* _PROBLEM SET_:
[a] Answer these questions using the forum thread:
(i) What percentage of white evangelical Protestants who say many religions can lead to eternal life name at least one non-Christian religion that can lead to salvation?
(ii) What is the title of the book by Iain Murray that is mentioned?
(iii) When did Scottish Lass attend the youth group meeting she describes?
[b] Rewrite the forum thread from "I would not" up to and including "Presbyterian (Jan 3, 2009)", replacing "preconceived" with "prior".

* _DOCUMENT EXTRACT_:
=======

# Many "Christians" consider Jesus to be a liar apparently



## ReformedWretch (Jan 3, 2009)

ignoring John 14:6

Pew Forum: Many Americans Say Other Faiths Can Lead to Eternal Life


----------



## lynnie (Jan 3, 2009)

"Even among white evangelical Protestants, nearly three-quarters (72%) of those who say many religions can lead to eternal life name at least one non-Christian religion that can lead to salvation."

Iain Murray has a bit about this in Evangelicalism Divided....even back in the 60s this garbage was infiltrating.


----------



## Scottish Lass (Jan 3, 2009)

I remember being at a youth group meeting in the early 90's where our leader asked this question. Only one other person besides me gave an orthodox answer. I thought it was sad and troubling then, and I was a baby on my walk with Christ.


----------



## turmeric (Jan 3, 2009)

I've said it before...I'll say it again...the evangelical church in america is a mission field. I'm almost willing to say it's an unreached people group.


----------



## jd.morrison (Jan 3, 2009)

I would say that anyone who would deny the words of Christ shows where their true loyalties lie.


----------



## ReformedWretch (Jan 3, 2009)

that's why I put Christians in parenthesis 

The path surely is narrow!


----------



## PresbyDane (Jan 3, 2009)

I have heard a Radio grogram with Ravi Zacharias once were he mentioned a serve that show the same statistic for how many believe in the Bible as Infalliable.
So it does not come as a big chok


----------



## Herald (Jan 3, 2009)

I know a former elder in a Calvinistic Reformed church that disavowed inerrancy. Unbelief is rampant, even in our own pews and pulpits.


----------



## Zeno333 (Jan 3, 2009)

There is a woman that has a column in the Parade newspaper magazine, Marylin Savant (She is in the Guinness World record book as having the highest measured IQ ever). Well, she mentions in one of her books, that the silliest and most "wrong" notion out there that is generally believed to be right among the public, is the idea that "all religions are equal".


----------



## pm (Jan 3, 2009)

*Radical Christianity*

I would not say that Christians are calling Christ a liar, it is just that His words are so radical that most cannot comprehend or accept the consequences of what He is saying.

The same is true of Reform Theology, it is Biblical, but Christians cannot accept the fact that God Choses who will be saved, again it is too radical.

For me, I pray that God will open my mind to understand, straight out, what he is saying, regardless if I can accept it, or it fits within my preconceived ideas.


----------



## Southern Presbyterian (Jan 3, 2009)

"Then, as now, men sought... a cheap religion -- one that would insure heaven to them on the easiest terms. Hence they made a shuffling compromise with duty, compounding for the lowest possible percentage of self-denial and effort. God assures them that a cheap religion, like most cheap things, was always dear, since it always cost(s) more than it was worth -- for it was worth just nothing."

=======

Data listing
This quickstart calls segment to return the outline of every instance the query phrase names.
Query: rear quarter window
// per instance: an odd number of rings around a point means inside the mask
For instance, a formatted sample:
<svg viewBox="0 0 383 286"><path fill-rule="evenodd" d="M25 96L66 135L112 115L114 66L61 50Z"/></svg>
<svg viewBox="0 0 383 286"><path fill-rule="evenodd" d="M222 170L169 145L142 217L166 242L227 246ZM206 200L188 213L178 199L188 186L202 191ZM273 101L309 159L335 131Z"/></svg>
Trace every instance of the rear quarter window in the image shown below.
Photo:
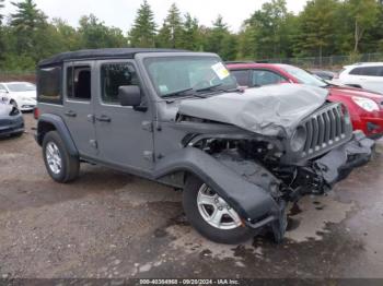
<svg viewBox="0 0 383 286"><path fill-rule="evenodd" d="M249 86L249 70L233 70L231 74L234 75L239 85Z"/></svg>
<svg viewBox="0 0 383 286"><path fill-rule="evenodd" d="M40 68L37 71L37 100L40 103L61 104L61 67Z"/></svg>

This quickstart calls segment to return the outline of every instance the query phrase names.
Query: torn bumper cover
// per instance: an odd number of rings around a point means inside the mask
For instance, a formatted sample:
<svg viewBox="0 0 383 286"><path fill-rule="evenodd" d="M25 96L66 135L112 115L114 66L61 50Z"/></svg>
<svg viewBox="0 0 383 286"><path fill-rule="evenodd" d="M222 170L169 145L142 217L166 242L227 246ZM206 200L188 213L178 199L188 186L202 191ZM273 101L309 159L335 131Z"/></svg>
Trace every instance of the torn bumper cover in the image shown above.
<svg viewBox="0 0 383 286"><path fill-rule="evenodd" d="M353 132L352 139L314 162L313 168L330 188L347 178L353 168L367 164L372 154L374 141L361 131Z"/></svg>
<svg viewBox="0 0 383 286"><path fill-rule="evenodd" d="M355 167L368 163L373 145L363 133L355 132L352 140L312 160L310 166L330 188ZM281 238L286 229L286 200L276 195L280 180L258 164L229 157L213 157L198 148L186 147L160 160L154 179L174 171L194 174L217 191L246 225L259 228L270 224L276 238Z"/></svg>

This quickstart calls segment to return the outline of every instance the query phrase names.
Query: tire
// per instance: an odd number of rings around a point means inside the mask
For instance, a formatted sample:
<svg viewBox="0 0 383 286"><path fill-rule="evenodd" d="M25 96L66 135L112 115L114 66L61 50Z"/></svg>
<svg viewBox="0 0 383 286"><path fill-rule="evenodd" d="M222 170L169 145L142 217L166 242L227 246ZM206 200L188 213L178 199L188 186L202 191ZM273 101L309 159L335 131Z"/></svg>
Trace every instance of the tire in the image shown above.
<svg viewBox="0 0 383 286"><path fill-rule="evenodd" d="M200 235L211 241L224 245L237 245L254 236L255 231L246 226L243 226L241 221L239 226L233 225L230 227L230 229L218 228L208 223L202 216L198 204L199 193L201 192L202 188L208 187L198 178L190 176L186 180L183 193L183 205L186 217L190 225L196 228ZM211 189L209 190L212 191ZM212 193L214 192L212 191ZM222 199L220 198L220 200Z"/></svg>
<svg viewBox="0 0 383 286"><path fill-rule="evenodd" d="M49 152L55 155L56 160L53 157L50 159L48 158ZM67 183L78 178L80 160L69 154L57 131L50 131L44 136L43 157L45 167L55 181ZM60 159L60 164L57 164L58 158Z"/></svg>
<svg viewBox="0 0 383 286"><path fill-rule="evenodd" d="M15 108L19 108L18 103L15 100L12 99L10 104L13 105Z"/></svg>
<svg viewBox="0 0 383 286"><path fill-rule="evenodd" d="M14 133L12 136L14 136L14 138L21 138L23 134L24 134L24 131L23 131L23 132Z"/></svg>

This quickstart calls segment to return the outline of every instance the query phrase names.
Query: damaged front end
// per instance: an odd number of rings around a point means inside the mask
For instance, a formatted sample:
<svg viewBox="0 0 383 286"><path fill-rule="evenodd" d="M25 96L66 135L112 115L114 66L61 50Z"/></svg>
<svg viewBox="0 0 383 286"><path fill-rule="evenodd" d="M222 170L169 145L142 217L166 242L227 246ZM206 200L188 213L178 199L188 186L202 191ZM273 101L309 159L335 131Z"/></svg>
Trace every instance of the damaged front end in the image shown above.
<svg viewBox="0 0 383 286"><path fill-rule="evenodd" d="M198 130L198 124L221 122L178 114L177 124ZM352 132L340 104L324 104L291 126L290 132L281 128L272 135L243 129L227 134L190 132L183 142L185 148L169 158L173 164L169 168L185 170L188 162L186 169L230 203L245 225L270 226L280 241L287 227L287 203L330 190L370 160L374 145L362 132ZM277 124L272 129L278 130Z"/></svg>

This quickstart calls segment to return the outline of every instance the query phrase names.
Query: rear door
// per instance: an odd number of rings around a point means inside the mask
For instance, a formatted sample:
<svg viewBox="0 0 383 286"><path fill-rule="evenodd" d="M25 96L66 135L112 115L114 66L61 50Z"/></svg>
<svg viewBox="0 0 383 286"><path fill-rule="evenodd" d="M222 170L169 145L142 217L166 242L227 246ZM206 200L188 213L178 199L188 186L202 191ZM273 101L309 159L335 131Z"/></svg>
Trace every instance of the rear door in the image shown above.
<svg viewBox="0 0 383 286"><path fill-rule="evenodd" d="M63 118L81 156L95 157L94 62L65 63Z"/></svg>
<svg viewBox="0 0 383 286"><path fill-rule="evenodd" d="M152 109L146 104L148 110L136 110L121 106L118 100L119 86L140 85L135 61L100 61L97 71L95 126L102 160L132 172L151 169L154 159ZM142 100L149 103L144 95Z"/></svg>

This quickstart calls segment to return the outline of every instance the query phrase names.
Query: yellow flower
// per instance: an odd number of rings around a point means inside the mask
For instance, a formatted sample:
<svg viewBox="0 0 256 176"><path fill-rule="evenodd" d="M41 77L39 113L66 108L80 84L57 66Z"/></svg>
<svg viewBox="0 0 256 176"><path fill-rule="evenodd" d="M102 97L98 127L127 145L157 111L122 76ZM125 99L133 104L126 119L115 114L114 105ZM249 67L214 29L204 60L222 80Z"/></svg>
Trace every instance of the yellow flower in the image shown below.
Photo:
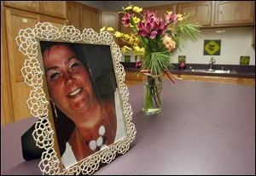
<svg viewBox="0 0 256 176"><path fill-rule="evenodd" d="M105 29L106 29L106 27L104 26L104 27L102 27L102 29L100 29L100 31L104 31Z"/></svg>
<svg viewBox="0 0 256 176"><path fill-rule="evenodd" d="M113 27L108 27L107 30L108 30L108 31L113 31Z"/></svg>
<svg viewBox="0 0 256 176"><path fill-rule="evenodd" d="M132 19L133 19L135 24L138 24L138 22L141 21L141 20L139 18L136 17L136 16L133 17Z"/></svg>
<svg viewBox="0 0 256 176"><path fill-rule="evenodd" d="M183 20L183 14L177 14L177 20Z"/></svg>
<svg viewBox="0 0 256 176"><path fill-rule="evenodd" d="M129 5L127 8L125 8L124 10L126 11L126 10L130 10L130 9L132 9L132 6L131 5Z"/></svg>
<svg viewBox="0 0 256 176"><path fill-rule="evenodd" d="M130 26L129 26L131 28L134 28L135 26L133 26L133 25L131 25L131 24L130 24Z"/></svg>
<svg viewBox="0 0 256 176"><path fill-rule="evenodd" d="M139 7L137 7L137 6L134 6L133 7L133 11L137 12L137 13L139 13L139 12L143 11L143 9L139 8Z"/></svg>
<svg viewBox="0 0 256 176"><path fill-rule="evenodd" d="M121 37L122 35L123 34L121 32L119 32L119 31L115 31L114 34L113 34L113 36L115 36L115 37Z"/></svg>
<svg viewBox="0 0 256 176"><path fill-rule="evenodd" d="M170 12L169 12L169 11L166 11L166 14L172 14L172 11L170 11Z"/></svg>
<svg viewBox="0 0 256 176"><path fill-rule="evenodd" d="M122 48L122 49L121 49L121 51L122 51L123 54L126 53L127 50L131 50L131 48L129 48L129 47L127 47L126 45L125 45L125 46Z"/></svg>

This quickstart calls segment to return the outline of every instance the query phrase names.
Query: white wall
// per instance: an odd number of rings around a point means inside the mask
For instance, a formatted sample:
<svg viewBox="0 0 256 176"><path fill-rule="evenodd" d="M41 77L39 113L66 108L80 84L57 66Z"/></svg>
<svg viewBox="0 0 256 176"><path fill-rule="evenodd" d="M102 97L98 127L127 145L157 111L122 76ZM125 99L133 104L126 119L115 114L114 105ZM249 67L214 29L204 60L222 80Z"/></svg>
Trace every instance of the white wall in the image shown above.
<svg viewBox="0 0 256 176"><path fill-rule="evenodd" d="M208 64L212 56L203 55L204 40L221 40L220 55L213 56L216 64L239 65L240 56L250 56L249 65L255 65L253 27L203 29L201 35L202 37L195 43L187 42L185 48L173 56L172 62L177 63L178 55L186 55L186 63Z"/></svg>

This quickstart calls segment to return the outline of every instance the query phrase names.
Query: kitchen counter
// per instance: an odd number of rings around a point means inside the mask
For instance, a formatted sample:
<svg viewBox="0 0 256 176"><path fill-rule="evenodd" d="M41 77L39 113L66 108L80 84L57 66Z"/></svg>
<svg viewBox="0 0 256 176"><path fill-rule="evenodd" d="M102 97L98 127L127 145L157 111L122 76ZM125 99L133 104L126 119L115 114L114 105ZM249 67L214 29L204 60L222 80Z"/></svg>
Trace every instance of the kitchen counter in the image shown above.
<svg viewBox="0 0 256 176"><path fill-rule="evenodd" d="M135 63L122 63L127 71L137 71ZM192 69L189 69L192 68ZM173 64L172 74L178 75L198 75L226 77L255 78L255 65L214 65L213 69L217 71L230 71L226 72L202 71L207 71L208 65L188 64L185 70L180 70L177 64ZM200 71L199 71L200 70Z"/></svg>
<svg viewBox="0 0 256 176"><path fill-rule="evenodd" d="M255 174L255 88L164 80L163 111L142 111L143 83L129 87L137 137L124 156L96 171L114 174ZM41 174L40 159L22 158L31 117L1 127L1 174Z"/></svg>

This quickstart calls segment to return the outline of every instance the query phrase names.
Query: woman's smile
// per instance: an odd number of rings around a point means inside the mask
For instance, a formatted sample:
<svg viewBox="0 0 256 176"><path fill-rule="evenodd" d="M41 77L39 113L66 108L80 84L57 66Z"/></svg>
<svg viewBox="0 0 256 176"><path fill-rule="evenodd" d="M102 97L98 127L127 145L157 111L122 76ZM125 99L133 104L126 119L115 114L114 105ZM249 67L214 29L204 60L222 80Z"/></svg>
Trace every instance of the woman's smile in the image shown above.
<svg viewBox="0 0 256 176"><path fill-rule="evenodd" d="M70 98L70 99L73 99L73 98L75 98L77 95L79 95L80 93L82 93L82 90L83 90L83 88L77 88L77 89L75 89L74 91L72 91L71 93L69 93L69 94L67 94L67 97Z"/></svg>

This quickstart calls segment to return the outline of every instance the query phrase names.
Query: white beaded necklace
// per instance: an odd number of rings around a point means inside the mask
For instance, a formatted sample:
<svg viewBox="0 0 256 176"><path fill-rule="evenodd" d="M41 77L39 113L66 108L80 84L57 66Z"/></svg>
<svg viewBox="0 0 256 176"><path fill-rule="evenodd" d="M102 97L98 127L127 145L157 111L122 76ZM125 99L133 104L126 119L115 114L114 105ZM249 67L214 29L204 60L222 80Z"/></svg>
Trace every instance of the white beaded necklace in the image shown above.
<svg viewBox="0 0 256 176"><path fill-rule="evenodd" d="M90 140L90 142L86 141L86 145L89 145L89 148L91 150L98 151L98 150L102 150L107 147L107 145L106 145L107 137L104 136L105 132L106 132L104 125L101 125L98 132L99 132L100 136L97 138L97 139L96 139L96 140L93 139L93 140Z"/></svg>

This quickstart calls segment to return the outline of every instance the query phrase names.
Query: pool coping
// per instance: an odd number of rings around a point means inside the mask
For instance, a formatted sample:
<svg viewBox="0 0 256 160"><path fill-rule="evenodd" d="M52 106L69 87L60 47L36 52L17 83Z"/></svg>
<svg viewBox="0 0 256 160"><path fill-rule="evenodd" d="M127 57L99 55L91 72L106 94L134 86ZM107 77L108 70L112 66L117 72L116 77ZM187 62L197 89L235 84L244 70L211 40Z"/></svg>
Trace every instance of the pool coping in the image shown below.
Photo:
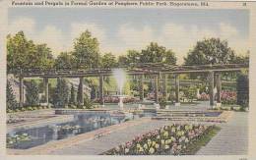
<svg viewBox="0 0 256 160"><path fill-rule="evenodd" d="M79 143L83 143L95 138L99 138L100 136L109 134L113 132L124 130L128 127L136 126L142 123L147 123L151 121L150 118L140 118L138 120L132 120L128 122L124 122L121 124L116 124L112 126L108 126L105 128L97 129L89 133L81 133L73 137L49 141L45 144L32 147L30 149L10 149L6 148L6 153L8 155L46 155L53 150L58 150L64 147L74 146Z"/></svg>

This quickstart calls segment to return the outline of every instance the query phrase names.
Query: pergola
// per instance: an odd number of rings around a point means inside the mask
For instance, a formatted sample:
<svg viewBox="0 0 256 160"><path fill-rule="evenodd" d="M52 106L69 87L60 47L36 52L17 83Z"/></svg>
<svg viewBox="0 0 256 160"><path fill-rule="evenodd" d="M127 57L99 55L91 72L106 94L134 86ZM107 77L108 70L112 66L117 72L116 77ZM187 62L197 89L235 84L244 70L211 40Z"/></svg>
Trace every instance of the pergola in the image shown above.
<svg viewBox="0 0 256 160"><path fill-rule="evenodd" d="M248 64L222 64L222 65L200 65L200 66L171 66L165 64L140 63L130 64L129 67L123 68L128 75L138 76L140 80L140 99L144 99L143 80L144 76L153 76L155 80L155 101L159 103L159 79L163 78L163 94L166 94L166 76L174 75L175 84L175 104L179 105L179 75L191 73L206 73L209 75L209 90L210 105L214 105L214 86L217 87L217 102L221 103L221 73L224 72L240 72L248 70ZM46 103L48 104L48 79L70 78L80 79L80 89L83 90L84 78L97 77L99 79L99 102L103 104L103 78L112 75L111 69L92 69L92 70L72 70L72 69L24 69L11 72L20 80L20 106L24 104L24 79L26 78L41 78L43 79L44 94ZM79 96L80 102L84 103L84 95L81 92Z"/></svg>

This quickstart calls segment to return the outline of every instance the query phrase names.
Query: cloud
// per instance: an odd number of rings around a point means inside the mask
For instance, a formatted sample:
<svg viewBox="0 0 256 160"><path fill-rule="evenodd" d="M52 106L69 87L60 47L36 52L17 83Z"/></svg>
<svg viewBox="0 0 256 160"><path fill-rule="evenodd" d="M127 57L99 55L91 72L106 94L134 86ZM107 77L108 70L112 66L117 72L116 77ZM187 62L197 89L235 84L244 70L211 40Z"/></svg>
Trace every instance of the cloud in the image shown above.
<svg viewBox="0 0 256 160"><path fill-rule="evenodd" d="M18 18L9 24L8 32L17 33L18 31L23 30L27 34L32 34L34 27L35 22L32 19Z"/></svg>
<svg viewBox="0 0 256 160"><path fill-rule="evenodd" d="M205 37L220 37L226 39L231 48L237 53L245 53L249 48L248 39L239 36L239 30L229 24L220 23L218 27L199 27L196 25L184 26L168 23L155 28L151 26L137 27L131 24L120 25L115 33L109 34L103 25L93 23L73 23L70 31L63 32L55 26L45 26L41 30L35 29L33 19L18 18L9 24L10 33L24 30L28 38L38 43L47 43L56 57L61 51L73 48L74 39L86 29L99 41L101 53L112 52L115 55L125 54L128 49L141 50L151 41L160 43L172 49L178 58L178 64L183 63L189 49L192 49L198 40Z"/></svg>
<svg viewBox="0 0 256 160"><path fill-rule="evenodd" d="M137 28L136 27L123 25L117 32L117 37L125 43L124 49L145 48L151 41L160 43L168 49L172 49L178 58L177 63L183 63L189 49L192 49L198 40L208 37L220 37L226 39L231 48L238 53L248 49L248 40L239 37L239 31L232 26L221 23L219 27L211 29L200 28L198 26L185 27L178 24L165 24L160 28L154 29L150 27Z"/></svg>
<svg viewBox="0 0 256 160"><path fill-rule="evenodd" d="M32 39L35 43L46 43L51 48L54 57L67 49L65 46L66 37L60 28L48 25L38 31L35 29L35 26L36 23L33 19L20 17L8 25L8 33L15 34L23 30L28 39Z"/></svg>

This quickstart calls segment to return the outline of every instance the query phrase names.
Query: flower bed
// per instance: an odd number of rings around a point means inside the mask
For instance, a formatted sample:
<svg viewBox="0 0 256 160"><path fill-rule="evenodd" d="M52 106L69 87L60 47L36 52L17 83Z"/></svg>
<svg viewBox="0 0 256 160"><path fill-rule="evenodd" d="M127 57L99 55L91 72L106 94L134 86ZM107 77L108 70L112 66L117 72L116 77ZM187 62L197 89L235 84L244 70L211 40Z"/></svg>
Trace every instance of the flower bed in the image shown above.
<svg viewBox="0 0 256 160"><path fill-rule="evenodd" d="M181 155L203 139L216 126L171 125L154 130L112 148L105 155ZM208 138L209 140L211 138ZM208 142L208 141L207 141ZM194 148L194 147L192 147Z"/></svg>
<svg viewBox="0 0 256 160"><path fill-rule="evenodd" d="M209 100L209 94L202 92L198 100ZM236 92L223 90L221 91L221 100L223 104L236 104Z"/></svg>
<svg viewBox="0 0 256 160"><path fill-rule="evenodd" d="M133 103L133 102L138 102L139 99L135 97L124 97L123 98L123 103ZM96 98L94 100L96 103L99 103L99 99ZM105 96L104 97L104 103L119 103L119 98L115 96Z"/></svg>
<svg viewBox="0 0 256 160"><path fill-rule="evenodd" d="M32 137L28 133L14 135L7 134L6 145L7 147L13 147L15 145L18 145L19 143L30 140L32 140Z"/></svg>
<svg viewBox="0 0 256 160"><path fill-rule="evenodd" d="M25 112L25 111L34 111L41 109L50 109L50 106L27 106L27 107L18 107L16 109L7 109L7 113L15 113L15 112Z"/></svg>

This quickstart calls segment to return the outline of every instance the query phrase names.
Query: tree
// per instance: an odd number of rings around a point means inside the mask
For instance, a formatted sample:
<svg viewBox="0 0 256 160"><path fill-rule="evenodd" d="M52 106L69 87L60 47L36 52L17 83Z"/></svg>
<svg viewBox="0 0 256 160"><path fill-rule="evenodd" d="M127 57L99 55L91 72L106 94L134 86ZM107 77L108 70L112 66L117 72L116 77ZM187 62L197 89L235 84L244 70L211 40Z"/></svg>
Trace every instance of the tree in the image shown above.
<svg viewBox="0 0 256 160"><path fill-rule="evenodd" d="M136 50L128 50L127 51L127 60L128 60L128 64L131 64L131 63L140 63L141 62L141 53L136 51Z"/></svg>
<svg viewBox="0 0 256 160"><path fill-rule="evenodd" d="M78 69L97 68L99 66L99 43L89 30L82 32L75 40L73 56Z"/></svg>
<svg viewBox="0 0 256 160"><path fill-rule="evenodd" d="M119 56L118 57L118 66L125 67L127 65L129 65L129 60L128 60L127 56L125 56L125 55Z"/></svg>
<svg viewBox="0 0 256 160"><path fill-rule="evenodd" d="M250 52L247 51L244 55L235 55L233 59L230 61L232 64L249 64L249 54Z"/></svg>
<svg viewBox="0 0 256 160"><path fill-rule="evenodd" d="M39 104L39 87L34 80L26 81L26 100L29 106Z"/></svg>
<svg viewBox="0 0 256 160"><path fill-rule="evenodd" d="M142 50L140 62L175 65L176 58L171 50L166 50L165 47L160 46L156 42L151 42L146 49Z"/></svg>
<svg viewBox="0 0 256 160"><path fill-rule="evenodd" d="M196 98L196 95L197 95L197 87L196 87L196 86L193 86L193 85L186 86L186 87L183 89L183 92L184 92L185 97L186 97L190 102L193 102L193 99L195 99L195 98Z"/></svg>
<svg viewBox="0 0 256 160"><path fill-rule="evenodd" d="M6 85L6 106L7 109L14 110L18 107L18 102L15 99L14 91L9 80Z"/></svg>
<svg viewBox="0 0 256 160"><path fill-rule="evenodd" d="M82 99L81 99L81 94L84 95L84 90L83 88L81 87L82 83L79 82L79 85L78 85L78 92L77 92L77 102L78 102L78 105L81 105L82 104Z"/></svg>
<svg viewBox="0 0 256 160"><path fill-rule="evenodd" d="M56 107L65 107L69 102L69 86L65 79L59 78L55 89L54 105Z"/></svg>
<svg viewBox="0 0 256 160"><path fill-rule="evenodd" d="M34 44L23 31L7 35L7 69L46 69L54 63L51 50L46 44Z"/></svg>
<svg viewBox="0 0 256 160"><path fill-rule="evenodd" d="M76 98L75 98L75 87L73 83L71 84L71 89L70 89L70 99L69 99L69 104L76 104Z"/></svg>
<svg viewBox="0 0 256 160"><path fill-rule="evenodd" d="M101 68L115 68L117 67L116 58L111 53L106 53L101 57Z"/></svg>
<svg viewBox="0 0 256 160"><path fill-rule="evenodd" d="M185 65L227 64L234 58L234 51L228 47L226 40L209 38L198 41L188 52Z"/></svg>
<svg viewBox="0 0 256 160"><path fill-rule="evenodd" d="M74 66L74 57L71 52L61 52L55 60L57 69L71 69Z"/></svg>

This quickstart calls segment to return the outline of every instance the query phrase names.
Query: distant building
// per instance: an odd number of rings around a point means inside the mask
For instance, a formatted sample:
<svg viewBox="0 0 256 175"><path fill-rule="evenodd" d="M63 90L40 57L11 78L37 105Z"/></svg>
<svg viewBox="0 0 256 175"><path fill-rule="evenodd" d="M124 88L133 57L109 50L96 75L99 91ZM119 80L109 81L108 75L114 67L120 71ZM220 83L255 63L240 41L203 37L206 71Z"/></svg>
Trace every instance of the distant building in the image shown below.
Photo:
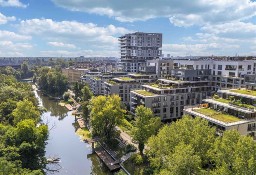
<svg viewBox="0 0 256 175"><path fill-rule="evenodd" d="M66 68L62 69L63 75L68 78L68 82L74 83L81 81L81 76L87 73L88 69L74 69L74 68Z"/></svg>
<svg viewBox="0 0 256 175"><path fill-rule="evenodd" d="M121 62L126 72L139 72L139 65L162 55L161 33L130 33L119 38Z"/></svg>

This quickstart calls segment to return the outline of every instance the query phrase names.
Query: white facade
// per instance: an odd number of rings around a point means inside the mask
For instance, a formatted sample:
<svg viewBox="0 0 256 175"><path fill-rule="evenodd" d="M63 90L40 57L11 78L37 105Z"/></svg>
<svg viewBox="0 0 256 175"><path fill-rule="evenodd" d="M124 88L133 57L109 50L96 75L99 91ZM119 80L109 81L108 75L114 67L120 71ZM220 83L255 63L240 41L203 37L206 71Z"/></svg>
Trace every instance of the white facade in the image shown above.
<svg viewBox="0 0 256 175"><path fill-rule="evenodd" d="M140 63L162 54L162 34L136 32L119 38L121 62L126 72L138 72Z"/></svg>

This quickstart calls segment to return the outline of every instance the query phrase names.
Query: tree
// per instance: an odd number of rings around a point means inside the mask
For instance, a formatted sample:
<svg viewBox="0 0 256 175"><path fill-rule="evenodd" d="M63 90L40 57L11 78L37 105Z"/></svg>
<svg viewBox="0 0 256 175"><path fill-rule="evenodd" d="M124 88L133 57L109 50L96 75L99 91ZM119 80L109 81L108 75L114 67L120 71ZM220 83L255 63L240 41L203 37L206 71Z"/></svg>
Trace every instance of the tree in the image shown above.
<svg viewBox="0 0 256 175"><path fill-rule="evenodd" d="M33 119L36 122L40 119L40 112L38 109L31 101L26 99L17 103L17 107L13 110L12 115L14 117L14 124L25 119Z"/></svg>
<svg viewBox="0 0 256 175"><path fill-rule="evenodd" d="M201 159L191 145L181 143L174 148L173 154L166 157L160 174L194 175L201 171Z"/></svg>
<svg viewBox="0 0 256 175"><path fill-rule="evenodd" d="M90 123L93 136L109 141L115 136L115 127L121 123L125 110L117 95L93 97L90 101Z"/></svg>
<svg viewBox="0 0 256 175"><path fill-rule="evenodd" d="M225 170L228 174L254 174L256 172L256 145L251 137L237 131L225 131L210 150L216 164L214 173Z"/></svg>
<svg viewBox="0 0 256 175"><path fill-rule="evenodd" d="M148 156L153 168L160 170L166 166L166 158L172 156L175 147L181 143L191 145L202 165L209 163L208 151L215 141L215 128L206 120L184 116L171 125L165 125L156 136L149 138Z"/></svg>
<svg viewBox="0 0 256 175"><path fill-rule="evenodd" d="M161 126L159 117L154 117L150 108L138 106L135 111L135 122L132 129L132 136L139 144L140 154L143 155L145 143Z"/></svg>
<svg viewBox="0 0 256 175"><path fill-rule="evenodd" d="M82 100L89 101L92 98L93 94L88 86L84 86L82 89Z"/></svg>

=======

* _SOLUTION LIST_:
[a]
(i) 72%
(ii) Evangelicalism Divided
(iii) In the early 90's

[b]
I would not say that Christians are calling Christ a liar, it is just that His words are so radical that most cannot comprehend or accept the consequences of what He is saying.

The same is true of Reform Theology, it is Biblical, but Christians cannot accept the fact that God Choses who will be saved, again it is too radical.

For me, I pray that God will open my mind to understand, straight out, what he is saying, regardless if I can accept it, or it fits within my prior ideas.


----------



## Southern Presbyterian (Jan 3, 2009)